> **PROBLEM TO SOLVE**
Copy out, word for word, the rows below from the line containing "Note to the class: find each instance of the sky" through the last line of the rows.

Position identification rows:
* * * *

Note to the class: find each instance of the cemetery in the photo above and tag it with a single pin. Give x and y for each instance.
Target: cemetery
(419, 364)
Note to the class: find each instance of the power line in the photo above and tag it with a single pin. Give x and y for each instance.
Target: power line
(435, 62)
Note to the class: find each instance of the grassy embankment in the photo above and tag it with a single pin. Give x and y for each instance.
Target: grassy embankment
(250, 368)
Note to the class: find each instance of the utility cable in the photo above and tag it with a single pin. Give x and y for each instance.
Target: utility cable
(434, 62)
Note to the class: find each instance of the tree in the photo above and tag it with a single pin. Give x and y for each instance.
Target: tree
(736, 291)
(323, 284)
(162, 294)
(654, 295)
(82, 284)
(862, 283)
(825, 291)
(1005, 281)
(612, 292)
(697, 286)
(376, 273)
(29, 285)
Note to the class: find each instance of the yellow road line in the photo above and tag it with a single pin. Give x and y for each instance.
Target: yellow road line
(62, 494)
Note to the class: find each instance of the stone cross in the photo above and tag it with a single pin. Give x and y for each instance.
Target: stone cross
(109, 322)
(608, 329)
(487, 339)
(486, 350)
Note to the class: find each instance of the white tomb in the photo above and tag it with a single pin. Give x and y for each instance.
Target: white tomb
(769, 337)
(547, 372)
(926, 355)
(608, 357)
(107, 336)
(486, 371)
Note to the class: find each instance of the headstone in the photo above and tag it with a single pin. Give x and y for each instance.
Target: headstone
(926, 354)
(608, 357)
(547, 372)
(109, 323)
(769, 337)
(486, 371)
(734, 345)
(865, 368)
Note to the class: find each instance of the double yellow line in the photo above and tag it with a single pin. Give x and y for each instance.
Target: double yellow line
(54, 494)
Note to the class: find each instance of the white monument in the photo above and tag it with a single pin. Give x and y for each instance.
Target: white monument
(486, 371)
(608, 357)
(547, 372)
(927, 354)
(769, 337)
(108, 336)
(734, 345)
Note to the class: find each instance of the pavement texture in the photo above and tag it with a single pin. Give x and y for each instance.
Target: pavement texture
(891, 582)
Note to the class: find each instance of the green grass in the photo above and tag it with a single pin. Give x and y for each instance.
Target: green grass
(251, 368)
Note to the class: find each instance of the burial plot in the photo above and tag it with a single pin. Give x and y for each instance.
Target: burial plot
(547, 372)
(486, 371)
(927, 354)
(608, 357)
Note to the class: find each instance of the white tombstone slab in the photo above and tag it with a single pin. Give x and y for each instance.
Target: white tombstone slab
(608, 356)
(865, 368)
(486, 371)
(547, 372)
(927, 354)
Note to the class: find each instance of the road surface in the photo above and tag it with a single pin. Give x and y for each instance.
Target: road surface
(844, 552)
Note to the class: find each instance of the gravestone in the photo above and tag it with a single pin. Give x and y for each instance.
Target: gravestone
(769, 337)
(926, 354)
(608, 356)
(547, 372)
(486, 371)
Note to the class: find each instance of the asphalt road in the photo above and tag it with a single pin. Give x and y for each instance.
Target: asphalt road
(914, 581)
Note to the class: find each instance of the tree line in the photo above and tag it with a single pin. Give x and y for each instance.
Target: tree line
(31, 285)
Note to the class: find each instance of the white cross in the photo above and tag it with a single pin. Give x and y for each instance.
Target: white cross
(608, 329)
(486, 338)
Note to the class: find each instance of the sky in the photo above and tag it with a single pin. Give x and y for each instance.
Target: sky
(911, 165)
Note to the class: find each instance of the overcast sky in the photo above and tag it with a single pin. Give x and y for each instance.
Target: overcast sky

* * * *

> **RIGHT ANSWER**
Note to the class: find each instance of the sky in the photo above and tag it with a single pin. Give x and y for each instance.
Target: sky
(911, 165)
Note to the class: find each instance of the overcast sky in the photo above and tag it with a single pin. Give x and y for each instance.
Target: overcast sky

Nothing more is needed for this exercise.